GOAL
The line containing "Q: For every instance of the black nose" and every line after it, through the last, are to be extracted exactly; no other lines belong in the answer.

SOURCE RECORDS
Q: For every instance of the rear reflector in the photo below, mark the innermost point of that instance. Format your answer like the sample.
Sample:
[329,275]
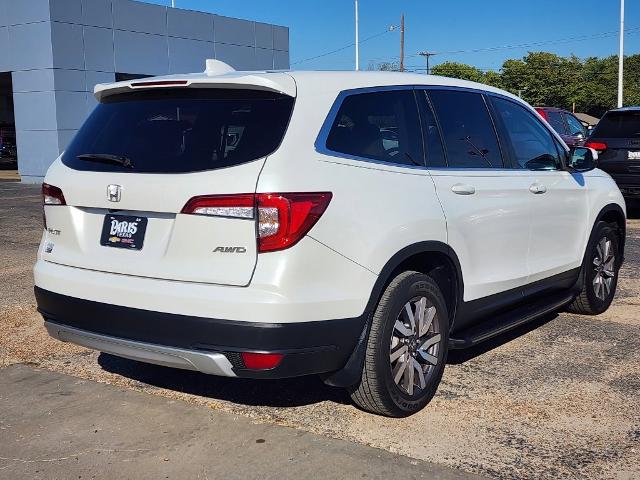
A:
[261,361]
[52,195]
[283,218]
[600,146]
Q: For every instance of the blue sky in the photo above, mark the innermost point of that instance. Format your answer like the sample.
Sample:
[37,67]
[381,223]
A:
[320,26]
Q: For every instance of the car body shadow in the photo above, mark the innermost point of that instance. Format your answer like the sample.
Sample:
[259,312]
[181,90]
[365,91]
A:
[457,357]
[633,209]
[291,392]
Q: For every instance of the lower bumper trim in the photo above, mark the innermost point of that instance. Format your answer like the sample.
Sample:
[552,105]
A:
[205,362]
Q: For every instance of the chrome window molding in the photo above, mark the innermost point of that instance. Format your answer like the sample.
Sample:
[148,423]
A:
[320,144]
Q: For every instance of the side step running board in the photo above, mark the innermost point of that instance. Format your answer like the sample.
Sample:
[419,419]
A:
[509,320]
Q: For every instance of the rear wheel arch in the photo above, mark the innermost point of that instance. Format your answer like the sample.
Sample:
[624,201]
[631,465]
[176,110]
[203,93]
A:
[434,258]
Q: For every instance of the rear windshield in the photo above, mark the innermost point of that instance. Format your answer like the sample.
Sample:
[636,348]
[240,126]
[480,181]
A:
[179,130]
[618,125]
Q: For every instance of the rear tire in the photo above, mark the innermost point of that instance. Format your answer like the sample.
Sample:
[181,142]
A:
[599,272]
[407,348]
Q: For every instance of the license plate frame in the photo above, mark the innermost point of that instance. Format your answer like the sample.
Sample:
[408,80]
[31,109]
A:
[123,231]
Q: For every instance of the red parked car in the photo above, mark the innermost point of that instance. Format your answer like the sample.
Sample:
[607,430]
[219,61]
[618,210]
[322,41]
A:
[566,124]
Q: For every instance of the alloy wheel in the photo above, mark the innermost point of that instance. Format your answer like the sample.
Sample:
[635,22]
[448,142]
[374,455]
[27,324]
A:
[604,267]
[415,341]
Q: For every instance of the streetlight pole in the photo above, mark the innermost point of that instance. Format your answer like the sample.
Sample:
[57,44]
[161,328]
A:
[427,55]
[621,55]
[357,40]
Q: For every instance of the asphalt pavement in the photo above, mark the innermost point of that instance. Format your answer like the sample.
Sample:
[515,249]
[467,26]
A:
[57,426]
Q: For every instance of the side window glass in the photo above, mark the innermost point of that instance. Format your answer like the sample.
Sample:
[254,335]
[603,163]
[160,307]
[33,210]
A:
[432,140]
[532,144]
[467,129]
[382,126]
[556,122]
[575,127]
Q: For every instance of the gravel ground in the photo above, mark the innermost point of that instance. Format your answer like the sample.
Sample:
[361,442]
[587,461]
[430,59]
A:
[556,399]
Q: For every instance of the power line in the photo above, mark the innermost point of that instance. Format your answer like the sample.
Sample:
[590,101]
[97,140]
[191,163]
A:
[390,29]
[581,38]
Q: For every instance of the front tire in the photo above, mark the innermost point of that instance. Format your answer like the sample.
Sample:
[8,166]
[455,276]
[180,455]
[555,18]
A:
[599,272]
[407,348]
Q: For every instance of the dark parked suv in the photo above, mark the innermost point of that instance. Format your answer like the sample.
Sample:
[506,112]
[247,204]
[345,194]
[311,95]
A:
[566,124]
[617,140]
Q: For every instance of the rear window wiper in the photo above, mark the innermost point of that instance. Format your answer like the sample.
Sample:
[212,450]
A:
[107,158]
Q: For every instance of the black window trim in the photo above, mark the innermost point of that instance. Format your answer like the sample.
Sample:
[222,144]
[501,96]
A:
[555,136]
[496,131]
[321,140]
[424,102]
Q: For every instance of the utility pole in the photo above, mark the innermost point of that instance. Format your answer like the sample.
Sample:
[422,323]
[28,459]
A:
[357,40]
[621,56]
[427,55]
[402,43]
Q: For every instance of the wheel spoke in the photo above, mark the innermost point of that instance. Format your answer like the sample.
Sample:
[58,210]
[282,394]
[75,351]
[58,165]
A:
[600,252]
[432,359]
[607,249]
[418,368]
[430,342]
[409,377]
[397,353]
[421,305]
[399,369]
[597,286]
[428,320]
[402,329]
[412,320]
[609,266]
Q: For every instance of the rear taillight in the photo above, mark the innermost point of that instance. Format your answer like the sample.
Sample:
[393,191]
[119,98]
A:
[283,218]
[51,196]
[600,146]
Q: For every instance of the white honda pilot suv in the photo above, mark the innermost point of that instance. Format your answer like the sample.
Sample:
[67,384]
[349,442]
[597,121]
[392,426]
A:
[352,225]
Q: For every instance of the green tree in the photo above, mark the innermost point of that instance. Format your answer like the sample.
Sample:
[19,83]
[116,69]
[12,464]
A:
[546,79]
[458,70]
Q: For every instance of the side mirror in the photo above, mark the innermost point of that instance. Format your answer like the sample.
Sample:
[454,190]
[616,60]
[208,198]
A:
[583,159]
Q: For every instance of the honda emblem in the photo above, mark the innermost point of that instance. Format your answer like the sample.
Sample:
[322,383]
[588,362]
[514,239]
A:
[113,193]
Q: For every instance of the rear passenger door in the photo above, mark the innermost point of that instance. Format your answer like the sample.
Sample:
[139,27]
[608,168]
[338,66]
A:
[486,204]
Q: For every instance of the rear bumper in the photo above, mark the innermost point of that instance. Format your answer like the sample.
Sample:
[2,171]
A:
[195,343]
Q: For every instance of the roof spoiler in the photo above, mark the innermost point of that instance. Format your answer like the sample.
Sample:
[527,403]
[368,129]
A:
[217,74]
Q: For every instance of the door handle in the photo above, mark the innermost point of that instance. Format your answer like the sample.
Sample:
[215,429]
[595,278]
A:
[538,188]
[463,189]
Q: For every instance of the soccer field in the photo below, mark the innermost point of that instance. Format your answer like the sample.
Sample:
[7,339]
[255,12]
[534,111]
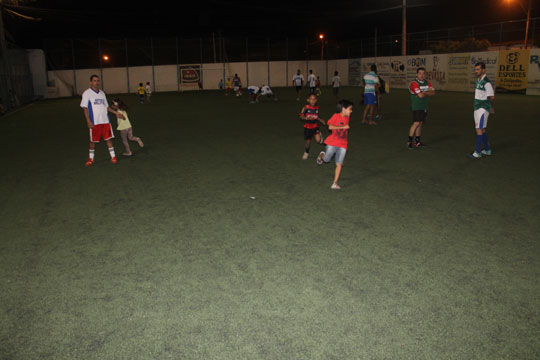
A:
[423,254]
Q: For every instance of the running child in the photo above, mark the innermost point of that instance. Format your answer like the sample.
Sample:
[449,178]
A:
[141,91]
[312,82]
[318,86]
[124,126]
[267,92]
[298,82]
[336,83]
[253,92]
[237,84]
[310,116]
[336,143]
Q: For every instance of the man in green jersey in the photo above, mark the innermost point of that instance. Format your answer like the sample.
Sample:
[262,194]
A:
[419,90]
[484,96]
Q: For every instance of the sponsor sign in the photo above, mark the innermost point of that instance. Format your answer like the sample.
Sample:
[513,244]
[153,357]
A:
[512,70]
[533,84]
[190,74]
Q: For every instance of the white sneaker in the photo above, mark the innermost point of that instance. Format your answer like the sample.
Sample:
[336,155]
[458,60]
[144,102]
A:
[320,158]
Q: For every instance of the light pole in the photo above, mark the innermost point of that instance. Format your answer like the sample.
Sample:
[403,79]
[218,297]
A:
[528,12]
[321,36]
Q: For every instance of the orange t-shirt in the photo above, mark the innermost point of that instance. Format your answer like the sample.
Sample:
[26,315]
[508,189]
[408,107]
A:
[339,136]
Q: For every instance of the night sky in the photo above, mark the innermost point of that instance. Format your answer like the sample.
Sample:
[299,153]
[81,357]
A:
[339,19]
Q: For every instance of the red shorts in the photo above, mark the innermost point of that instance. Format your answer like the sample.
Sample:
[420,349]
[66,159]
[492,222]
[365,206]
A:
[101,131]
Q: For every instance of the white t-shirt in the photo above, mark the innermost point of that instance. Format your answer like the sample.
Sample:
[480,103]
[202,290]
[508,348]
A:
[298,80]
[312,79]
[265,90]
[96,103]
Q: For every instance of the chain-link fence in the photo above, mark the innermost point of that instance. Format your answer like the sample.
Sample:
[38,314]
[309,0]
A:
[16,87]
[76,54]
[64,54]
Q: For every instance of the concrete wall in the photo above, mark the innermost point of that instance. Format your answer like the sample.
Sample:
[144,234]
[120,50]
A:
[165,77]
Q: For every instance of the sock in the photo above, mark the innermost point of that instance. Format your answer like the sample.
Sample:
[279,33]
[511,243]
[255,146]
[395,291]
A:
[485,141]
[111,151]
[478,143]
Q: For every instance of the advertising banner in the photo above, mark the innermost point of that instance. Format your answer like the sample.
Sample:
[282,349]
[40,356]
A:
[533,85]
[459,72]
[512,67]
[490,59]
[190,74]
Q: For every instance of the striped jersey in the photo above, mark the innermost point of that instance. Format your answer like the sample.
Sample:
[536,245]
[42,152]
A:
[484,89]
[370,79]
[311,113]
[96,103]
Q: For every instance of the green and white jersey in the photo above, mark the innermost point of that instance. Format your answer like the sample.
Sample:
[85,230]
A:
[484,89]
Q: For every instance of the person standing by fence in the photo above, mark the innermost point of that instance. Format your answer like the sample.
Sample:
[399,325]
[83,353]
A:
[95,106]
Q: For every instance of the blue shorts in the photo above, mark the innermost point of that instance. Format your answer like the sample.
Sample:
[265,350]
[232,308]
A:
[370,99]
[336,151]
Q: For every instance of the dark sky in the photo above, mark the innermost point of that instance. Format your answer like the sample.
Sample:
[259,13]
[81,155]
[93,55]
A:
[338,19]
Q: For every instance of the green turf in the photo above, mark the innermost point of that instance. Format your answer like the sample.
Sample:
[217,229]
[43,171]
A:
[423,254]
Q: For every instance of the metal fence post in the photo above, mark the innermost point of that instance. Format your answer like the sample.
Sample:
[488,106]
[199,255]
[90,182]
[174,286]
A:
[153,71]
[127,65]
[201,67]
[177,66]
[268,59]
[247,63]
[307,56]
[74,68]
[101,65]
[286,62]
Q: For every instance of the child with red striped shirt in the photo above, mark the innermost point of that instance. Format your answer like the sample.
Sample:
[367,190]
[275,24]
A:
[310,116]
[336,143]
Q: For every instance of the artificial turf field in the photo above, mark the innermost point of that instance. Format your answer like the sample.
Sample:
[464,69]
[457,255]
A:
[423,254]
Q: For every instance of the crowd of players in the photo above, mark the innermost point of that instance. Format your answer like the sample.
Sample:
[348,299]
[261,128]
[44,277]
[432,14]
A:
[96,108]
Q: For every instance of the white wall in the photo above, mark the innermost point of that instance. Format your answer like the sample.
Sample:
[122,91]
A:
[165,77]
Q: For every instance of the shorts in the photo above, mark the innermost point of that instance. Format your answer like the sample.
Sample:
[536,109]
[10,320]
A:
[339,152]
[419,115]
[370,99]
[480,118]
[101,131]
[310,133]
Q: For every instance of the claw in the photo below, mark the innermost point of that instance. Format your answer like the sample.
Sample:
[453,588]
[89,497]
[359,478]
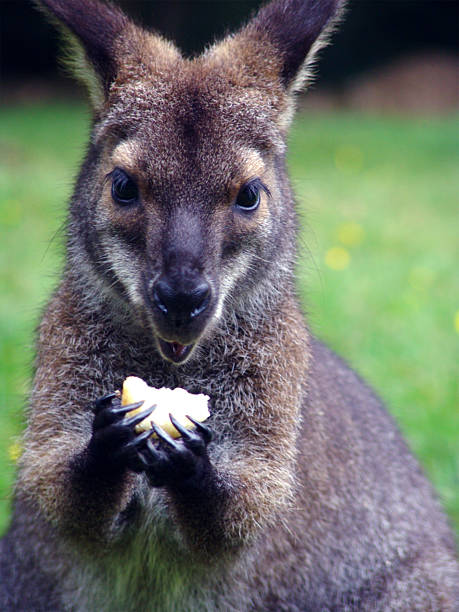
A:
[139,440]
[164,436]
[203,429]
[99,403]
[179,427]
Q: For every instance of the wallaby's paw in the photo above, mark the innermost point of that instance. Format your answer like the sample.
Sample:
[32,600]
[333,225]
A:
[114,440]
[173,461]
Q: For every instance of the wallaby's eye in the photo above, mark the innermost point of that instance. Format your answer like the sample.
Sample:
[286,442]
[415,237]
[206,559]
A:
[248,197]
[124,189]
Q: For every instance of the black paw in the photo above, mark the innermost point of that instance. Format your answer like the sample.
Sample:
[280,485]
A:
[171,462]
[114,442]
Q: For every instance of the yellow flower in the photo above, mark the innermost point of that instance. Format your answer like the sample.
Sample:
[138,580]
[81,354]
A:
[350,234]
[14,451]
[337,258]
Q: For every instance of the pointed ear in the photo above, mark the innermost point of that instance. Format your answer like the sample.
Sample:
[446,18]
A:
[276,49]
[297,29]
[91,29]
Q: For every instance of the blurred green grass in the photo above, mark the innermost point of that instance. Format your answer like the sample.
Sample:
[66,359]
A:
[377,273]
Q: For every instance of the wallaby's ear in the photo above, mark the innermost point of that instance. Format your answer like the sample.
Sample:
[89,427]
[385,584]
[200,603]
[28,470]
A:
[105,45]
[91,28]
[277,47]
[297,29]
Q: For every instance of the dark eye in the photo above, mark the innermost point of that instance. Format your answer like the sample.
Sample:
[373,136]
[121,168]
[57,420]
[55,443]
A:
[124,189]
[248,197]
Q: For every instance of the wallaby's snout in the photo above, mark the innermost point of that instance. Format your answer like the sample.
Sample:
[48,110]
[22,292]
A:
[181,304]
[181,296]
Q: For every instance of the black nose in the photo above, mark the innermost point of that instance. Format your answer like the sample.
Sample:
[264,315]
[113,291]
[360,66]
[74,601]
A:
[181,306]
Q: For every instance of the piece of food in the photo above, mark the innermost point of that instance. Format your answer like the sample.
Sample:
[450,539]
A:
[177,402]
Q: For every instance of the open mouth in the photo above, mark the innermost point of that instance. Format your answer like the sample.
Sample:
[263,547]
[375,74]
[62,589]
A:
[174,351]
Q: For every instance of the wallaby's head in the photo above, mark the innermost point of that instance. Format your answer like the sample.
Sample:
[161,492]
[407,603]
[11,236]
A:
[183,207]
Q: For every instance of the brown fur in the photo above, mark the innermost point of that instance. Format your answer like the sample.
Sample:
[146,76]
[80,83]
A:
[314,502]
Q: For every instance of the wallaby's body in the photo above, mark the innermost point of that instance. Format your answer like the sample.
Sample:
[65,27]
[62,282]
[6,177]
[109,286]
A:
[181,249]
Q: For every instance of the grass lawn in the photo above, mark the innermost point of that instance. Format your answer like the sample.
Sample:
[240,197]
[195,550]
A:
[378,200]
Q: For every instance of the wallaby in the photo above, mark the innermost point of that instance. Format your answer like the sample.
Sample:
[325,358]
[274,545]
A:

SOLUTION TO THE EXERCISE
Q: For every instance of the black nose in the photo above, mark the innermost point of that instance. Format your answer like the sample.
Sample:
[264,315]
[113,291]
[360,66]
[74,601]
A:
[181,306]
Q: For every instance of the piece of food in the photo above, mark the innermost point of that instance. Format your answer like the sample.
Sample:
[450,539]
A:
[177,402]
Q: For every instance of the open mouth in the photo above, mark the innermost point of that instance. Format your answer like the sample.
Sample:
[263,547]
[375,74]
[62,589]
A:
[174,351]
Q: For every instance of the wallaby's head in the photo above, mark the innermost point of that instance. Format your answer like the sample.
Sample:
[161,492]
[407,603]
[11,236]
A:
[183,207]
Q: For every instance of the brown fur in the photo above, mark the innermost point of that instance. Format your answer like the sample.
Sample:
[146,76]
[80,83]
A:
[314,502]
Q: For every instance of the wallaby's body in the photo above, mark the innermost point of that instance. Format your answer like the sample.
Sample:
[65,27]
[62,282]
[6,177]
[109,286]
A:
[181,249]
Q: For every instance of the grass lawn in the photo above, mark the innermost point of that instance. Format your answer like the sample.
Sample:
[240,197]
[195,550]
A:
[378,200]
Q: For every instance of the wallaby in the photo above, mark the innermost point of that instance. Format your answer like the sample.
Sample:
[325,358]
[274,545]
A:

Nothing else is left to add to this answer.